Task to complete
Rewrite every line of the records below, from the line containing "of the parked" through the end of the records, and leave out all other lines. Multiply each x and y coordinate value by 1.2 and round the result to a whole number, with halves rounded up, but keep every other line unchanged.

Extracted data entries
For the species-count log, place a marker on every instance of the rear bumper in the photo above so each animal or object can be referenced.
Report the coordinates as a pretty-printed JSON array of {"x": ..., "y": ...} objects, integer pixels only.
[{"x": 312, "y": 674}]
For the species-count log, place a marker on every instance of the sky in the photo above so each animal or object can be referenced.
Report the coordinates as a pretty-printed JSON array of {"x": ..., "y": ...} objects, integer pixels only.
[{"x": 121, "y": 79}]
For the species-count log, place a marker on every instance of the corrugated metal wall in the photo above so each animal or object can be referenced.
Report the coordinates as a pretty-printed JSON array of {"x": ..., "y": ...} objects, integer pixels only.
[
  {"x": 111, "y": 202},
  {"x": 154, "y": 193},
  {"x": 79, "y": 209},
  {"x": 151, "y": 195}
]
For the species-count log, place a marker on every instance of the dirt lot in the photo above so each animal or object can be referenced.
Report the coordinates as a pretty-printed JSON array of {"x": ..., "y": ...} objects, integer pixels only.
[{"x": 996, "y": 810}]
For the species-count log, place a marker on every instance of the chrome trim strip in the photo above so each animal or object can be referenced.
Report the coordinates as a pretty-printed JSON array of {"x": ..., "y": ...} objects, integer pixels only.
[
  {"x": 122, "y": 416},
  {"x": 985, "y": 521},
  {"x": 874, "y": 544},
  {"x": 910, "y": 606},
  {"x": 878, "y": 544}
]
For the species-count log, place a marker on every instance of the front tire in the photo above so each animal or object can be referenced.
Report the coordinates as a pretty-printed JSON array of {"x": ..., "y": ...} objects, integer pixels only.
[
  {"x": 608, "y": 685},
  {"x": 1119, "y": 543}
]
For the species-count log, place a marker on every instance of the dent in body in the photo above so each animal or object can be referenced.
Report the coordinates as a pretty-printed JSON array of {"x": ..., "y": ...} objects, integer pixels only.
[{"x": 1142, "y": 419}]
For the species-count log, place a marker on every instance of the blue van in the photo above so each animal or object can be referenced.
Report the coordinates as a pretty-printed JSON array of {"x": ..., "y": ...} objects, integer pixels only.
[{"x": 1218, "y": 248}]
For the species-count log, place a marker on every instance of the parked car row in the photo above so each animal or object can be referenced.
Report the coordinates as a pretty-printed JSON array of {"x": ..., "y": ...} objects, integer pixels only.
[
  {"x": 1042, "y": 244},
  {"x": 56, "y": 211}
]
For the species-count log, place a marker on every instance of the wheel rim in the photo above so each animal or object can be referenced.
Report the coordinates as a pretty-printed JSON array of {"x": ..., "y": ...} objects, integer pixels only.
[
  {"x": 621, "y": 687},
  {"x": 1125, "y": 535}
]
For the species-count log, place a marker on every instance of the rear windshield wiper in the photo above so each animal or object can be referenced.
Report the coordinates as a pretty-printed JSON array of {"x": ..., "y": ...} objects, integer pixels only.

Task output
For the species-count log, place a marker on every instance of the parked car row in the photo above so each animal or object can be referenced.
Report the coordinates as a pretty-printed JSON array of {"x": ..., "y": ...} objects, integer pixels only.
[
  {"x": 1250, "y": 293},
  {"x": 67, "y": 253}
]
For the species-count log, place a marker on every instance of the wheel rim in the photo above so each animal or object can be referenced.
Report the coordinates as a pretty-printed JSON array of {"x": ..., "y": ...} objects, integer pixels only.
[
  {"x": 745, "y": 824},
  {"x": 1350, "y": 642}
]
For the species-count log, place a marker on every instance of the rear windshield wiper in the photo above so each animal or object can be referenced.
Report the coordinates as a pretty-printed JSON array of {"x": ..., "y": ...} objects, integer pixels only.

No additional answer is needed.